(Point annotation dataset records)
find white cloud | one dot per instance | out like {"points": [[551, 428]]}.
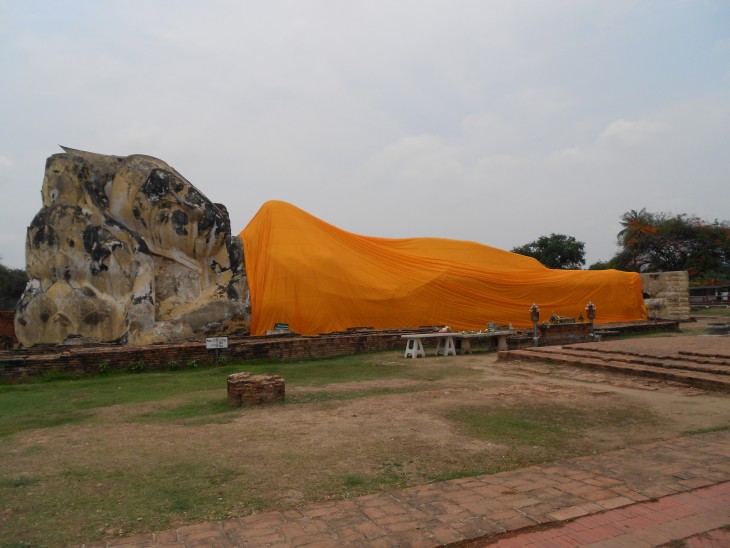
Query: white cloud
{"points": [[489, 121]]}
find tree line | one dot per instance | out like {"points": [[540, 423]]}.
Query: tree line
{"points": [[649, 242]]}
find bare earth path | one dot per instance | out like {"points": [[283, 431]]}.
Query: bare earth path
{"points": [[644, 482], [677, 487]]}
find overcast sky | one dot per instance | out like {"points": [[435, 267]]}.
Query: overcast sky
{"points": [[491, 121]]}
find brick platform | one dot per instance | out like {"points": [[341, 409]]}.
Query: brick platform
{"points": [[703, 362]]}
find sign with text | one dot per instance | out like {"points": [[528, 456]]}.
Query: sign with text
{"points": [[212, 343]]}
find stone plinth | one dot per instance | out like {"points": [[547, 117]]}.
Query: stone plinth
{"points": [[248, 389]]}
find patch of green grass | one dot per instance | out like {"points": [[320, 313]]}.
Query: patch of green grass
{"points": [[390, 475], [55, 402], [325, 396], [212, 409], [523, 425], [458, 474], [19, 481], [708, 430], [545, 425]]}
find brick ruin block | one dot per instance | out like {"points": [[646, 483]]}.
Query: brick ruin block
{"points": [[248, 389]]}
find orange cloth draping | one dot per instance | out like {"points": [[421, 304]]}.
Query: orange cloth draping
{"points": [[320, 279]]}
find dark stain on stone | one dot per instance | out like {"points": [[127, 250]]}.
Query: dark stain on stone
{"points": [[146, 298], [97, 244], [94, 318], [89, 292], [157, 185], [179, 222]]}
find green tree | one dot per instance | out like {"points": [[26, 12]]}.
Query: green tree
{"points": [[555, 251], [12, 284], [661, 242]]}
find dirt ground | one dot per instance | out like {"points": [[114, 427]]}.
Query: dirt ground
{"points": [[344, 440]]}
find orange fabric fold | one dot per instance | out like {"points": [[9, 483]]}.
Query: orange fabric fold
{"points": [[320, 279]]}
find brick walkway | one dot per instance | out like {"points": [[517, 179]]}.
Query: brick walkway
{"points": [[641, 496], [702, 362]]}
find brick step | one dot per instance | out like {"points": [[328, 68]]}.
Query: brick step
{"points": [[697, 379], [693, 357], [671, 362]]}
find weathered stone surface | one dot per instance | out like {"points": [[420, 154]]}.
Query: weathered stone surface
{"points": [[666, 294], [248, 389], [125, 249]]}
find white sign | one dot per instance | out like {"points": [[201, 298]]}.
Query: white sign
{"points": [[211, 343]]}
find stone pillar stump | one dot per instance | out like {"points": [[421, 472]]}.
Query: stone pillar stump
{"points": [[248, 389]]}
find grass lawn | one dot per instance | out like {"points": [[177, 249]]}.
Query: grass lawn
{"points": [[117, 454]]}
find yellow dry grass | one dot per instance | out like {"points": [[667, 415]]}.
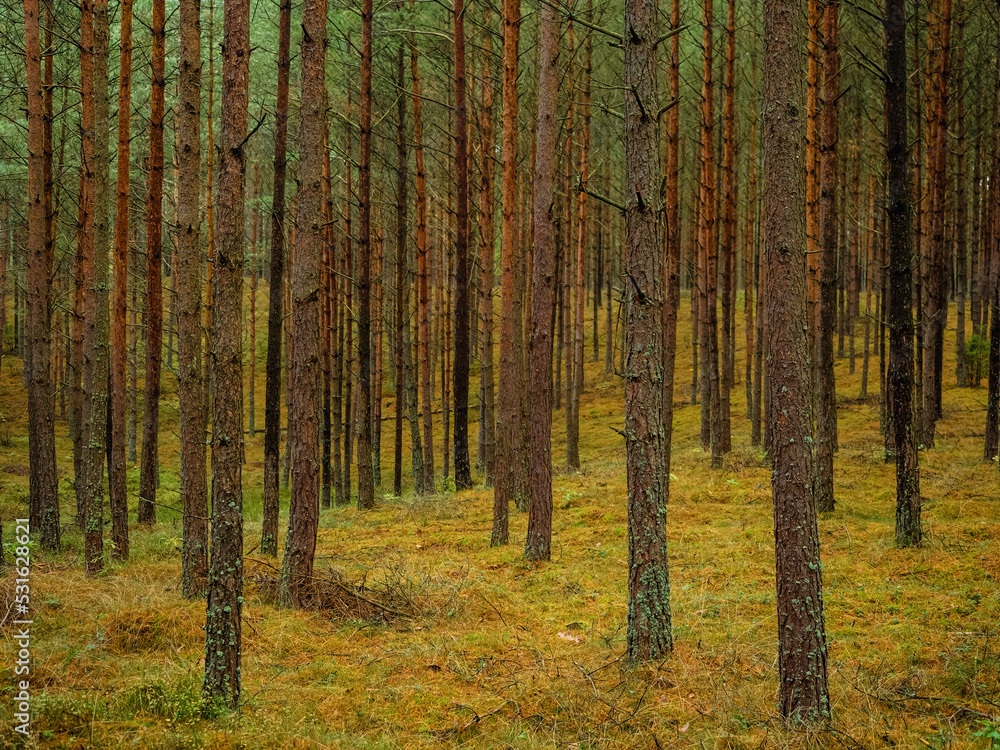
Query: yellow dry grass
{"points": [[500, 653]]}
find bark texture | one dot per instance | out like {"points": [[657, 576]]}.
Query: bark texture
{"points": [[649, 634], [272, 386], [803, 689], [194, 482], [539, 542], [223, 628], [307, 295], [899, 378]]}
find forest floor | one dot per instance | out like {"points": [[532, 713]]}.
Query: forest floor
{"points": [[485, 650]]}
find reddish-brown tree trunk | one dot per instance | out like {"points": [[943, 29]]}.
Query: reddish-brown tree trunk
{"points": [[826, 312], [209, 214], [194, 483], [307, 293], [813, 87], [344, 493], [223, 628], [460, 371], [803, 689], [117, 432], [899, 378], [539, 541], [44, 498], [726, 365], [272, 385], [423, 294], [486, 249], [366, 489], [961, 203], [511, 464], [579, 265], [649, 634], [149, 465], [936, 310], [708, 318]]}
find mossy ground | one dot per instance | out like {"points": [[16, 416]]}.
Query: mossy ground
{"points": [[507, 654]]}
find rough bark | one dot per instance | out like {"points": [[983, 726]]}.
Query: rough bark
{"points": [[936, 310], [149, 465], [460, 371], [826, 311], [487, 425], [307, 293], [423, 293], [43, 490], [194, 483], [899, 377], [254, 264], [728, 245], [511, 462], [648, 636], [803, 688], [119, 353], [961, 204], [366, 486], [272, 385], [223, 627], [539, 540], [582, 236]]}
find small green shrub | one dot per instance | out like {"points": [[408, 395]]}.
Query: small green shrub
{"points": [[179, 703], [977, 359]]}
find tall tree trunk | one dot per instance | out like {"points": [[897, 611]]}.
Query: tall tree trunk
{"points": [[210, 215], [539, 541], [272, 386], [649, 634], [708, 318], [992, 441], [672, 236], [870, 243], [119, 352], [826, 314], [377, 313], [486, 247], [44, 497], [366, 486], [149, 466], [460, 371], [133, 355], [803, 689], [729, 198], [423, 295], [813, 146], [899, 378], [325, 315], [976, 254], [582, 236], [400, 294], [750, 265], [194, 483], [254, 264], [961, 201], [511, 463], [307, 292], [933, 321], [350, 281], [90, 348], [223, 628]]}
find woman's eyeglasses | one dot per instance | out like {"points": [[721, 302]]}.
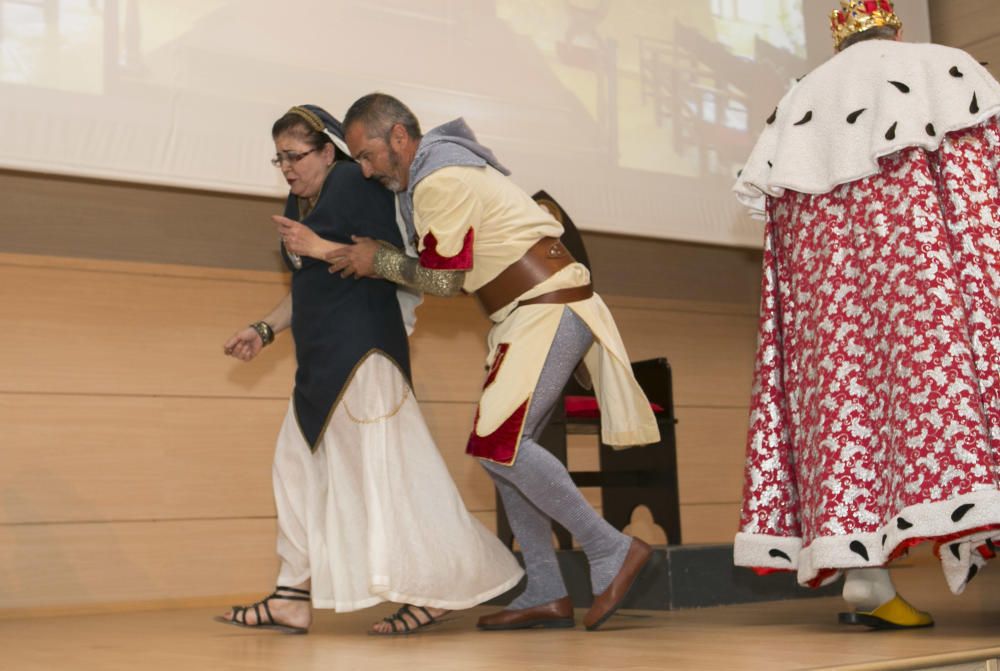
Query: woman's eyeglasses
{"points": [[289, 157]]}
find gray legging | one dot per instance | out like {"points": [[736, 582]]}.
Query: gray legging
{"points": [[537, 489]]}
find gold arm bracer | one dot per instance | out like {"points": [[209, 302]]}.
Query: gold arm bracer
{"points": [[394, 265]]}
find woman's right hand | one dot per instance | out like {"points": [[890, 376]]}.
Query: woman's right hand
{"points": [[298, 238], [244, 345]]}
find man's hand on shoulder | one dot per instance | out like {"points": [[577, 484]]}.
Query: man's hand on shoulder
{"points": [[357, 260]]}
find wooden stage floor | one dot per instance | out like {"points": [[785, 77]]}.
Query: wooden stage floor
{"points": [[801, 634]]}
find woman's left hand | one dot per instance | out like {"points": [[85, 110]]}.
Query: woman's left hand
{"points": [[298, 238]]}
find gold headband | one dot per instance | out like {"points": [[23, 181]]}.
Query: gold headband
{"points": [[311, 117], [857, 16]]}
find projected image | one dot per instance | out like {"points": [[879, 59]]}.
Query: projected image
{"points": [[88, 46], [668, 83], [635, 114]]}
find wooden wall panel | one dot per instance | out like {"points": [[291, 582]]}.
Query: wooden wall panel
{"points": [[710, 522], [122, 458], [136, 438], [48, 565], [963, 23], [81, 331]]}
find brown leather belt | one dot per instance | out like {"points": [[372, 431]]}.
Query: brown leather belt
{"points": [[542, 260]]}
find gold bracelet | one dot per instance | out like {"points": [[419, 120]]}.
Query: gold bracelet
{"points": [[265, 332]]}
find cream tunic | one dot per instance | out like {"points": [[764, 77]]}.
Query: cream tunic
{"points": [[505, 222]]}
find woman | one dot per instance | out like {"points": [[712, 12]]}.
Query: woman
{"points": [[366, 509]]}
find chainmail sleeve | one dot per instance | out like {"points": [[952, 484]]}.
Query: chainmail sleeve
{"points": [[394, 265]]}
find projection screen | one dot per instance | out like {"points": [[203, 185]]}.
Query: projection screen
{"points": [[635, 114]]}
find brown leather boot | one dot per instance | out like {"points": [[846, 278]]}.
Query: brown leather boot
{"points": [[554, 614], [607, 602]]}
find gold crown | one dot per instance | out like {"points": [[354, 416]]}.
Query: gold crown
{"points": [[857, 16]]}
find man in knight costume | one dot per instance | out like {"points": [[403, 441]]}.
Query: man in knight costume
{"points": [[478, 232], [875, 411]]}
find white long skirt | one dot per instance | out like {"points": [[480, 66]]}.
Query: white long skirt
{"points": [[373, 514]]}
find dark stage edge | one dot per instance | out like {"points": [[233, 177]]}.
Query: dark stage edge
{"points": [[685, 576]]}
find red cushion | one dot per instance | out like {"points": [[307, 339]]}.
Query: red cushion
{"points": [[585, 407]]}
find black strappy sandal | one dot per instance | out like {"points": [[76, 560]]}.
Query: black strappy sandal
{"points": [[400, 617], [239, 618]]}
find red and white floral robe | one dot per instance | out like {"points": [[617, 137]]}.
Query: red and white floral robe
{"points": [[875, 411]]}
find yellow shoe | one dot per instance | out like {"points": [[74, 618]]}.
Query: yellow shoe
{"points": [[895, 613]]}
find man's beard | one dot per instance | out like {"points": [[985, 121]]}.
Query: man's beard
{"points": [[391, 181]]}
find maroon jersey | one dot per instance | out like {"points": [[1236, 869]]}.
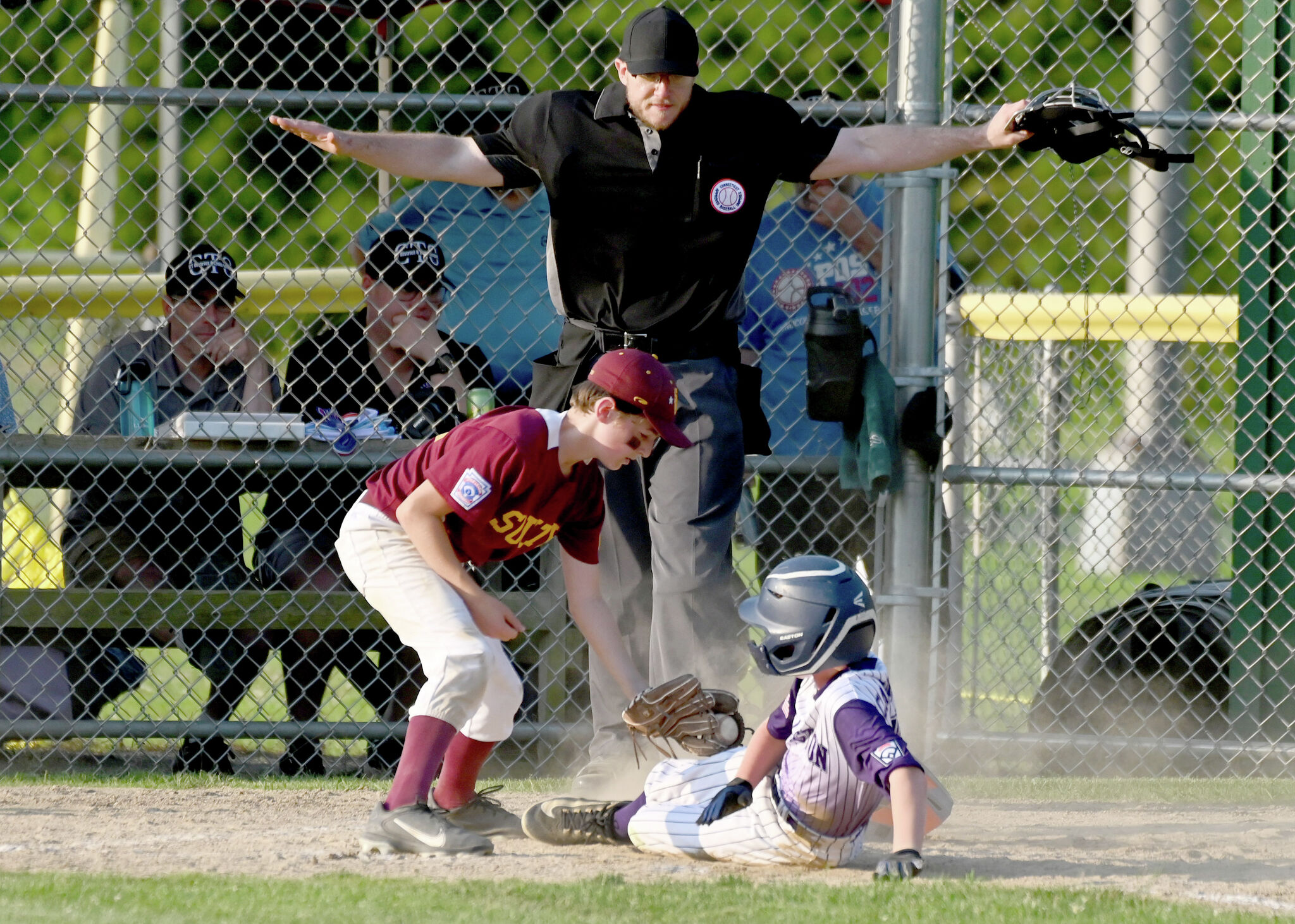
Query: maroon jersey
{"points": [[506, 492]]}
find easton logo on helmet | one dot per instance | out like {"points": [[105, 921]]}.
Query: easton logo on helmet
{"points": [[727, 197]]}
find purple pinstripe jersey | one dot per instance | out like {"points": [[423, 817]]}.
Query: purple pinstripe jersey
{"points": [[842, 746]]}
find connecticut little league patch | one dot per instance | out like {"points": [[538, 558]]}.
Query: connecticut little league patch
{"points": [[470, 490]]}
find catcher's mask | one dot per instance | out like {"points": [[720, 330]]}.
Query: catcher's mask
{"points": [[815, 614], [1077, 125]]}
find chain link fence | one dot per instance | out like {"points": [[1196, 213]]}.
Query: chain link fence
{"points": [[1112, 348]]}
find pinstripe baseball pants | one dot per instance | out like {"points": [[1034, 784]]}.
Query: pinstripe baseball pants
{"points": [[759, 835]]}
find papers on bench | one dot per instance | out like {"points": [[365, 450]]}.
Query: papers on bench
{"points": [[218, 425]]}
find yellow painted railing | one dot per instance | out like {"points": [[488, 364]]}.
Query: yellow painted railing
{"points": [[1023, 316]]}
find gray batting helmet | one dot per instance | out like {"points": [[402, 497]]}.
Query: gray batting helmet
{"points": [[815, 614]]}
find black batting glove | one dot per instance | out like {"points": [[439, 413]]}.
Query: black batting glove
{"points": [[735, 796], [900, 865]]}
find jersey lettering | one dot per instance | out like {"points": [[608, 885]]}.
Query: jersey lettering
{"points": [[517, 528]]}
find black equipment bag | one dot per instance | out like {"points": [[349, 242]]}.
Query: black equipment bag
{"points": [[1155, 666]]}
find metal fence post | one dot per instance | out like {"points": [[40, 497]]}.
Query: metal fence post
{"points": [[918, 38], [170, 138], [1050, 384]]}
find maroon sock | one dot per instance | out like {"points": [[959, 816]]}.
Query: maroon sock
{"points": [[625, 813], [464, 760], [425, 747]]}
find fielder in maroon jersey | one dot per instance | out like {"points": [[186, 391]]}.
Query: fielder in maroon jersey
{"points": [[494, 487]]}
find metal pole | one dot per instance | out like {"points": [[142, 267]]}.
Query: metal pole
{"points": [[1157, 265], [918, 38], [384, 30], [976, 413], [95, 212], [1049, 502], [170, 140]]}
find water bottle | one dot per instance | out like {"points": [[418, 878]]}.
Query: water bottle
{"points": [[834, 347], [137, 399]]}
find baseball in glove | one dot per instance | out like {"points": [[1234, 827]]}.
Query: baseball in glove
{"points": [[680, 711]]}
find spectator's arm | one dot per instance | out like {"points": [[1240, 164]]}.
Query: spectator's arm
{"points": [[258, 395], [96, 408]]}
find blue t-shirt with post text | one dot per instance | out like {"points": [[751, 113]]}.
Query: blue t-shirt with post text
{"points": [[792, 254], [495, 257]]}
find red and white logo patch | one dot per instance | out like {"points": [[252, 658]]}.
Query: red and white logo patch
{"points": [[792, 288], [470, 490], [727, 197], [887, 753]]}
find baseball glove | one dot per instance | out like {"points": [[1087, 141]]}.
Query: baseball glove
{"points": [[680, 711]]}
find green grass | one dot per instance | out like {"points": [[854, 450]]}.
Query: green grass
{"points": [[1175, 791], [61, 897]]}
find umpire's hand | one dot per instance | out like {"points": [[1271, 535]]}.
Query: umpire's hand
{"points": [[900, 865], [735, 796]]}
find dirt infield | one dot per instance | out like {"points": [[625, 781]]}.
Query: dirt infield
{"points": [[1231, 854]]}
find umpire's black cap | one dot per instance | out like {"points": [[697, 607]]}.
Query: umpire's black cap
{"points": [[661, 40]]}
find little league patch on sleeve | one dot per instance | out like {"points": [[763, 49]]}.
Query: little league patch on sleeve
{"points": [[888, 753], [470, 491]]}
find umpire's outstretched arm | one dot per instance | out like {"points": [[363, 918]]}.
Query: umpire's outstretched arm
{"points": [[869, 149], [421, 155], [886, 149]]}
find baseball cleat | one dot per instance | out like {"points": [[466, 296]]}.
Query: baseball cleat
{"points": [[486, 817], [573, 821], [419, 829]]}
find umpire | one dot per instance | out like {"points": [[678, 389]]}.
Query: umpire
{"points": [[657, 188]]}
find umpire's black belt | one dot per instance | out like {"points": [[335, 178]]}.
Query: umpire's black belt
{"points": [[673, 348]]}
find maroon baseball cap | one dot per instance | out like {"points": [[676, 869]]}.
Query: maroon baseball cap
{"points": [[642, 381]]}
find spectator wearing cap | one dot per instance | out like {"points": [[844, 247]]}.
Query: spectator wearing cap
{"points": [[389, 356], [184, 530], [657, 188], [496, 240]]}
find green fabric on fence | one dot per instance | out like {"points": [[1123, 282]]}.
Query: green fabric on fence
{"points": [[871, 456]]}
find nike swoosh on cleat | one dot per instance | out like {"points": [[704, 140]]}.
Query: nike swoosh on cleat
{"points": [[420, 836]]}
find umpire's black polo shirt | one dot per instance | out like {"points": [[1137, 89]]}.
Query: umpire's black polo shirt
{"points": [[657, 252]]}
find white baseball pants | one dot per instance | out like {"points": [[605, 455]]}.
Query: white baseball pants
{"points": [[759, 835], [470, 683]]}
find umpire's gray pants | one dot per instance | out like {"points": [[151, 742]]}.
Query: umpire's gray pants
{"points": [[666, 552]]}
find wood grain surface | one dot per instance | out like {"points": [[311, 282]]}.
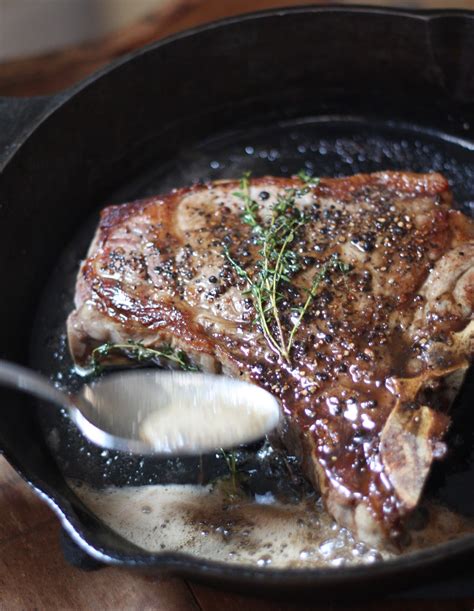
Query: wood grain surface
{"points": [[35, 575], [33, 572]]}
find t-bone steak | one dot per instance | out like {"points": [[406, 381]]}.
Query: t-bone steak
{"points": [[362, 328]]}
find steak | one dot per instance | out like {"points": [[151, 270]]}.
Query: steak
{"points": [[350, 299]]}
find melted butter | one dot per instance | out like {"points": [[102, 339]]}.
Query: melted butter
{"points": [[203, 521]]}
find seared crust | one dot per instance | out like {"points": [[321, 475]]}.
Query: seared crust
{"points": [[357, 397]]}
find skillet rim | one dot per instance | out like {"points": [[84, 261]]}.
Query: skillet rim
{"points": [[181, 563]]}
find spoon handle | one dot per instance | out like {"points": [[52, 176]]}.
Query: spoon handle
{"points": [[25, 380]]}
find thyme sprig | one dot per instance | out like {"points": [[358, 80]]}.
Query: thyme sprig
{"points": [[231, 460], [138, 352], [278, 262]]}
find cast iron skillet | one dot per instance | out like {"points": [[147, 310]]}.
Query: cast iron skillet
{"points": [[341, 90]]}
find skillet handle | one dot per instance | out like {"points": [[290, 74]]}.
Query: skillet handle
{"points": [[18, 117]]}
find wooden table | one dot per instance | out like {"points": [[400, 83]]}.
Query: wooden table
{"points": [[33, 572]]}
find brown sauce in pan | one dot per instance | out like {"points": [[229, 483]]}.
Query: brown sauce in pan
{"points": [[204, 522]]}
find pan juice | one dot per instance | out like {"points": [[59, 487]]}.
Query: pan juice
{"points": [[206, 522], [185, 505]]}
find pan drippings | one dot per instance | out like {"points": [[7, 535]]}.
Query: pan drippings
{"points": [[135, 495], [204, 522]]}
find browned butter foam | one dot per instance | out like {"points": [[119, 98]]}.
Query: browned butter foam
{"points": [[205, 522]]}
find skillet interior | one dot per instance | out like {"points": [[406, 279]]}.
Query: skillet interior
{"points": [[310, 103]]}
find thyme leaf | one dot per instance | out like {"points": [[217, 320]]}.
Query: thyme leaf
{"points": [[138, 352], [278, 262]]}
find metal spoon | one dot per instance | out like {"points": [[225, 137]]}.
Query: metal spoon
{"points": [[158, 412]]}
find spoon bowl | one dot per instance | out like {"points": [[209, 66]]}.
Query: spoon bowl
{"points": [[159, 412]]}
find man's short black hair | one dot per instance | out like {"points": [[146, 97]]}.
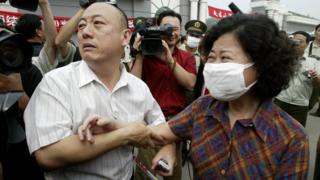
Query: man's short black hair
{"points": [[305, 34], [27, 25], [168, 13]]}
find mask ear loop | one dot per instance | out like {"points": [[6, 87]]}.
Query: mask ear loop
{"points": [[245, 67]]}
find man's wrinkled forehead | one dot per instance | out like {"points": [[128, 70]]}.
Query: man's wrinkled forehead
{"points": [[101, 8]]}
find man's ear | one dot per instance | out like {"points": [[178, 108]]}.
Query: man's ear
{"points": [[126, 36]]}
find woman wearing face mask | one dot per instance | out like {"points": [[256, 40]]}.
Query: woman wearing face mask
{"points": [[237, 132]]}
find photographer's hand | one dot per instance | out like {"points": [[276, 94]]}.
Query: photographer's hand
{"points": [[137, 43], [167, 55], [10, 82]]}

- [Work to complete]: Return every line from the one holding "find man's wrinkled" through the end of the data, exactly as it appears, with both ends kept and nothing else.

- [Written answer]:
find man's wrinkled forehead | one dot per instance | out like {"points": [[128, 70]]}.
Query: man's wrinkled forehead
{"points": [[101, 8]]}
find man's ear | one dot per instance | out like {"points": [[178, 108]]}.
Query: man's ear
{"points": [[126, 36]]}
find woman wearing face mask | one dot per instance | out like {"points": [[256, 40]]}.
Query: woman wearing face mask
{"points": [[237, 132]]}
find photographer's hand | one dot per instance | out like {"points": [[276, 94]]}.
Query: photographer's hand
{"points": [[137, 43], [167, 55], [10, 82]]}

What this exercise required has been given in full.